TASK REQUIREMENTS: Reproduce every line from the one containing "point: round white lamp" through the end of the lines, increasing each coordinate by 94 and leaving all other text unchanged.

>> start EXTRACTED RECORDS

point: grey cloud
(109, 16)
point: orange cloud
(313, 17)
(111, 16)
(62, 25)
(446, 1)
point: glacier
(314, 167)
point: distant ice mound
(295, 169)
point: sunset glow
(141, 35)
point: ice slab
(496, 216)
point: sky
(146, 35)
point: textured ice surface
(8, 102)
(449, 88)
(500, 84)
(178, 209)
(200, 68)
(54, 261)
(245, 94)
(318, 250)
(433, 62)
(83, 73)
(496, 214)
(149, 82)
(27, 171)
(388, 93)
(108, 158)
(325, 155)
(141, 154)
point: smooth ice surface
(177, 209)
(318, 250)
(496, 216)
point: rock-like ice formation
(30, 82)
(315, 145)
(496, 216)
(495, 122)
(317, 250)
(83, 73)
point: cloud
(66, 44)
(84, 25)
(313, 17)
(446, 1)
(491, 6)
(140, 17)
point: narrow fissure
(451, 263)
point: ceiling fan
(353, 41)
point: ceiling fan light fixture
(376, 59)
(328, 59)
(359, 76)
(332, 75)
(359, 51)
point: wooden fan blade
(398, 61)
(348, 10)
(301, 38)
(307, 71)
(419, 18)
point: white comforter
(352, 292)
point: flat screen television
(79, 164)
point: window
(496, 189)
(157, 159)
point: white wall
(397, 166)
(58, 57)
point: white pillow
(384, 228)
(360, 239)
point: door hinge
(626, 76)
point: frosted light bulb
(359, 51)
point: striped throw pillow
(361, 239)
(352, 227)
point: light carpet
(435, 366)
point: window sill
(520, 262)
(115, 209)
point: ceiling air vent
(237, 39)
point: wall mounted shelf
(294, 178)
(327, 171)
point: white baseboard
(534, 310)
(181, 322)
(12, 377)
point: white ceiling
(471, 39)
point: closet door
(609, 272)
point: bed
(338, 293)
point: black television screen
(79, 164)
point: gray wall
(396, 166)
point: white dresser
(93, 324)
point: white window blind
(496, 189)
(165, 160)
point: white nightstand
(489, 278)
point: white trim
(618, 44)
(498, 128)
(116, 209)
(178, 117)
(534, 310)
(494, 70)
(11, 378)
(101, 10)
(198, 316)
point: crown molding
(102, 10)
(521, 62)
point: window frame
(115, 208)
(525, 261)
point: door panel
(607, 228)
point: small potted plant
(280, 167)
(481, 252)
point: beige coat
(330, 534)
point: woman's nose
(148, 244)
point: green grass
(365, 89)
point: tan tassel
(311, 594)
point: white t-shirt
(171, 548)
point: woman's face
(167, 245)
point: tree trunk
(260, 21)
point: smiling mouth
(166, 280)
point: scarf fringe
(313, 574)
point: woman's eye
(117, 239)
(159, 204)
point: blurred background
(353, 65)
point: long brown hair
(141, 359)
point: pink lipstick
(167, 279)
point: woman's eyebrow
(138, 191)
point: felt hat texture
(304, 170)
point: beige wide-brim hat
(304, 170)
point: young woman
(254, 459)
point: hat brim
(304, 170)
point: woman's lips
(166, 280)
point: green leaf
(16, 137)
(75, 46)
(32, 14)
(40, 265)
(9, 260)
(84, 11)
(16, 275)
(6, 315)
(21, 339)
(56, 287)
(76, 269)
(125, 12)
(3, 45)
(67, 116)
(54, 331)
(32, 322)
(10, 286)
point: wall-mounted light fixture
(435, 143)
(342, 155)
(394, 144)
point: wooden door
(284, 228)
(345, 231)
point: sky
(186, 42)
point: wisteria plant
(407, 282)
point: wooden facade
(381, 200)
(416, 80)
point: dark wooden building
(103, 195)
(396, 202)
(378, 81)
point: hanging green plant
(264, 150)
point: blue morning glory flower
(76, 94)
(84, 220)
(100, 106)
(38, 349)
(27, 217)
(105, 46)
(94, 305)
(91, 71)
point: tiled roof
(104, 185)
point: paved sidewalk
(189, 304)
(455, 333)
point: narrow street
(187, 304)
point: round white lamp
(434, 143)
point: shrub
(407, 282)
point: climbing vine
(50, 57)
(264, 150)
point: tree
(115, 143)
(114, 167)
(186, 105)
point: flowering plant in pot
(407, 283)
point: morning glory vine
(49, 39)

>> end EXTRACTED RECORDS

WRITTEN REPLY:
point: round white lamp
(528, 237)
point: shrub
(501, 376)
point: climbing vine
(144, 151)
(358, 244)
point: tree
(209, 237)
(208, 261)
(280, 199)
point: flowering plant in pot
(501, 377)
point: morning glory vine
(143, 133)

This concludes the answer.